▶ _GIVEN EXERCISE_
Rewrite the lines from the line with "Whereabouts is the minivan alloy" up to and including the line with "143,654 -> 921,741", swapping "scene" for "image" and keeping everything else the same.
:: EXERCISE INPUT
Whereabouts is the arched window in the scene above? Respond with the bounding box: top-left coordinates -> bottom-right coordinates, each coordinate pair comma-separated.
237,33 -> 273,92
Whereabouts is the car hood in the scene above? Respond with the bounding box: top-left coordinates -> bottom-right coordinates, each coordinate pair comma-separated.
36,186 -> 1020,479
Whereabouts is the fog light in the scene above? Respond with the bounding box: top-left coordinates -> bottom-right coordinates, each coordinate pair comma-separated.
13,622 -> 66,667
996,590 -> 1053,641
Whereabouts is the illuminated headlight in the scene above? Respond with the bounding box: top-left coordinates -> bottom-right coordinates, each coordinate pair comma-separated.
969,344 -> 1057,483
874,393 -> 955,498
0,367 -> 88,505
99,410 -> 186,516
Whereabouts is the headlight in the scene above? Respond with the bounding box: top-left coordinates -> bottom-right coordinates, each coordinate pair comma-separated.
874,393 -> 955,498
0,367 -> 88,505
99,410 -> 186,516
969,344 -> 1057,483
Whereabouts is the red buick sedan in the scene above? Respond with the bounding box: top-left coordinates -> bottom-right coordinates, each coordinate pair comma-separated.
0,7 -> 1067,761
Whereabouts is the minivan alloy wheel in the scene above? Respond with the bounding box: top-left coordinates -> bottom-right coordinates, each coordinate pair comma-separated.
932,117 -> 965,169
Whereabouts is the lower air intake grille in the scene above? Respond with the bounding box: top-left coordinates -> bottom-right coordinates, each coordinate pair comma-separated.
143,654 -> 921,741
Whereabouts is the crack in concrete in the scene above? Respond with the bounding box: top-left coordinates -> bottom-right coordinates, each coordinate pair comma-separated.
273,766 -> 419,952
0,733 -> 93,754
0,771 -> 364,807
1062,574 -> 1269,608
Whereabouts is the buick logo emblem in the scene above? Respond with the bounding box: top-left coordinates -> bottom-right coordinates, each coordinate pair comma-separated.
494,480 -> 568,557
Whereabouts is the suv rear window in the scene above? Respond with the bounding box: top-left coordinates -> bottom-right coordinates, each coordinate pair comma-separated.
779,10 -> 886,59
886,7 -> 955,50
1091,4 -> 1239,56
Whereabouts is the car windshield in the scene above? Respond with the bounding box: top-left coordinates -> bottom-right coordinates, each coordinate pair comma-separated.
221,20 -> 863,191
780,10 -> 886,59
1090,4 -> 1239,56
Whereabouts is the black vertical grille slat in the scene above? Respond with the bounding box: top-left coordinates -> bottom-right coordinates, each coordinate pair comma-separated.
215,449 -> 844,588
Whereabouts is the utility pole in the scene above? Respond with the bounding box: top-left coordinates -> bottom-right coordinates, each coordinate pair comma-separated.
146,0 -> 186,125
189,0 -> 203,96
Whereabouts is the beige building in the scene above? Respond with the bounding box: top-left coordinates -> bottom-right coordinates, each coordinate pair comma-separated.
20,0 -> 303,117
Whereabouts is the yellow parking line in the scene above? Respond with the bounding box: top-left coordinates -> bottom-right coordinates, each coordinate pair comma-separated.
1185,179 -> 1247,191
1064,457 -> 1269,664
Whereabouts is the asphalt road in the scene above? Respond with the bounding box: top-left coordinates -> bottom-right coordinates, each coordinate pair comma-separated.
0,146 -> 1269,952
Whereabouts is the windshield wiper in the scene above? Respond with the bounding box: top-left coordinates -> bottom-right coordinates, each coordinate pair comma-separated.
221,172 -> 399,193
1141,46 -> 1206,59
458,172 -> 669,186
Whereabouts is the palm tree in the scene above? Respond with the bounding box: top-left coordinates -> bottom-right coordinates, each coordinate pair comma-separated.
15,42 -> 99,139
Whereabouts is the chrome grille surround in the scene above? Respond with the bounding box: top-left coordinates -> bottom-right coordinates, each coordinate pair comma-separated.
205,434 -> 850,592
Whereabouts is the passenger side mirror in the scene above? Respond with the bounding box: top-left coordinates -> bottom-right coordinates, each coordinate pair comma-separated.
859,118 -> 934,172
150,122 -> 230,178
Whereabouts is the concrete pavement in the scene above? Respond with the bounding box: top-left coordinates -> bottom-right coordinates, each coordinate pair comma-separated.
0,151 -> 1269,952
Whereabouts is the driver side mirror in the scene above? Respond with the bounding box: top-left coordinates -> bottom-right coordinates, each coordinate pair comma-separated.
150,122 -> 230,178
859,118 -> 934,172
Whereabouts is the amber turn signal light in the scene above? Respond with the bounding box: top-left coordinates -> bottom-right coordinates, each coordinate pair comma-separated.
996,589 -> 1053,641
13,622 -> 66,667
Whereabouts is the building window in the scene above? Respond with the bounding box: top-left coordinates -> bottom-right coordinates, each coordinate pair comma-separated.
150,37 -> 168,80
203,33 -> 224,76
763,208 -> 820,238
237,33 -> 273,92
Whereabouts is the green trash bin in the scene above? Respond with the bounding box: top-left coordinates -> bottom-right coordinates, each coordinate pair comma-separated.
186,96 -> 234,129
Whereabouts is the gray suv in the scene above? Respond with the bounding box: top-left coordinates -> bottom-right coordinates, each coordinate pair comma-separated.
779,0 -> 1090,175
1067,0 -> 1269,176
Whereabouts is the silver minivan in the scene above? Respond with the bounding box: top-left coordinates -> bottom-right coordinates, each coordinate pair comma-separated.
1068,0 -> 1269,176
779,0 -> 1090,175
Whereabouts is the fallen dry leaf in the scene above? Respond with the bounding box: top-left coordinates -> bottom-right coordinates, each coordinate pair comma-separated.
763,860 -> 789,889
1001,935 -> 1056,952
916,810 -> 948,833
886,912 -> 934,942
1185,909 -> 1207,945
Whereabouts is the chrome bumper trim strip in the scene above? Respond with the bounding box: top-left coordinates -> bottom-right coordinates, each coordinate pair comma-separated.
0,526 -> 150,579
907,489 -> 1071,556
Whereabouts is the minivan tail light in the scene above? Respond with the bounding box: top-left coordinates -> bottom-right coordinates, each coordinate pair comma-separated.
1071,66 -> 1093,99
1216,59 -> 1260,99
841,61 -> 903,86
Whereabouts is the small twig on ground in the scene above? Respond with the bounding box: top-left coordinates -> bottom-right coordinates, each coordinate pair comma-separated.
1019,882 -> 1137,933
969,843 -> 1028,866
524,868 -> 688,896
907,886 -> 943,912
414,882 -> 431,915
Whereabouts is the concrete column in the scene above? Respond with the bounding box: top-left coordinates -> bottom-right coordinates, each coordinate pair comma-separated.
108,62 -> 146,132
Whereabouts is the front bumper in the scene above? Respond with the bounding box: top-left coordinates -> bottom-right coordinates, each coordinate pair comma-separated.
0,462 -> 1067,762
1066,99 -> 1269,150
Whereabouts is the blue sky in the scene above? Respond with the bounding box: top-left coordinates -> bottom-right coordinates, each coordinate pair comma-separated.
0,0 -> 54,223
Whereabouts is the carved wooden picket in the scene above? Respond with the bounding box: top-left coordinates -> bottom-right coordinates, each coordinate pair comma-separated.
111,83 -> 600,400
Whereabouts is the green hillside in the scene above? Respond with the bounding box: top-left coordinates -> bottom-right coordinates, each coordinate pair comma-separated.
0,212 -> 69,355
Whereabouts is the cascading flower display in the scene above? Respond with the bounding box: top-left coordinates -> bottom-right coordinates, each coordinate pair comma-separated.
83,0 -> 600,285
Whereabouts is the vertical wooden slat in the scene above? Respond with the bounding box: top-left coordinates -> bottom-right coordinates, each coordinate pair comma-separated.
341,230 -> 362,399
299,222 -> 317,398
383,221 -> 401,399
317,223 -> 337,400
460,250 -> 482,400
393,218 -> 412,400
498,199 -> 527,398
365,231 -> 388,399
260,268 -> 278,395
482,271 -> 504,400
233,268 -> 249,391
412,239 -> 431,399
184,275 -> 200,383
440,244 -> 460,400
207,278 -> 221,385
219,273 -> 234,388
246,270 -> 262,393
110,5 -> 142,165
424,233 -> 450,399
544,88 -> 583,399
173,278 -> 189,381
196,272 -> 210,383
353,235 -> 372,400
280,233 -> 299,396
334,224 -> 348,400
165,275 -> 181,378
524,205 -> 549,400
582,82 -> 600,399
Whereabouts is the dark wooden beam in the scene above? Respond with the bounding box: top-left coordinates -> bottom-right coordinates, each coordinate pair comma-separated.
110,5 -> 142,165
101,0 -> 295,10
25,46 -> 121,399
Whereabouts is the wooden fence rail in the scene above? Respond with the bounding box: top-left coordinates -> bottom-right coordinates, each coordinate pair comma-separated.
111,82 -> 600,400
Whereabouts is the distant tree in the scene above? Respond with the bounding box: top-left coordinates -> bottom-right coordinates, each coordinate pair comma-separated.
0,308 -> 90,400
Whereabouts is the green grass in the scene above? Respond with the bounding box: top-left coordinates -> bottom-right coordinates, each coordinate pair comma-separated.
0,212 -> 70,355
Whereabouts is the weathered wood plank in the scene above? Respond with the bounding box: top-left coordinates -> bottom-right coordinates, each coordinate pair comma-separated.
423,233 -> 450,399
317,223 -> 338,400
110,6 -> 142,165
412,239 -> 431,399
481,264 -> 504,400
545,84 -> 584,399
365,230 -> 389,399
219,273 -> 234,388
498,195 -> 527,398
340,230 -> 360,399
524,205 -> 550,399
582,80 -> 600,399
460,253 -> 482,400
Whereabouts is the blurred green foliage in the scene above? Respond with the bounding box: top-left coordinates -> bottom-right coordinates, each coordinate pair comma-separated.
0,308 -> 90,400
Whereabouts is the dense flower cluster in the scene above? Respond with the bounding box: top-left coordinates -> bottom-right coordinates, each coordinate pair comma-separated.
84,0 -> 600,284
::::
▶ _COMPLETED EXERCISE_
Whereabouts is the minivan alloy wheel in the image above? Respond with the bounding box: top-left coordinates -> bottom-right coordinates, each coordinate pair comma-separated.
932,117 -> 965,169
Whereabouts is the lower air intake grille in the image above? Respond with the bounding box: top-left coordinates -> bottom-right coordinates, each coordinate pair comma-separated.
143,654 -> 921,741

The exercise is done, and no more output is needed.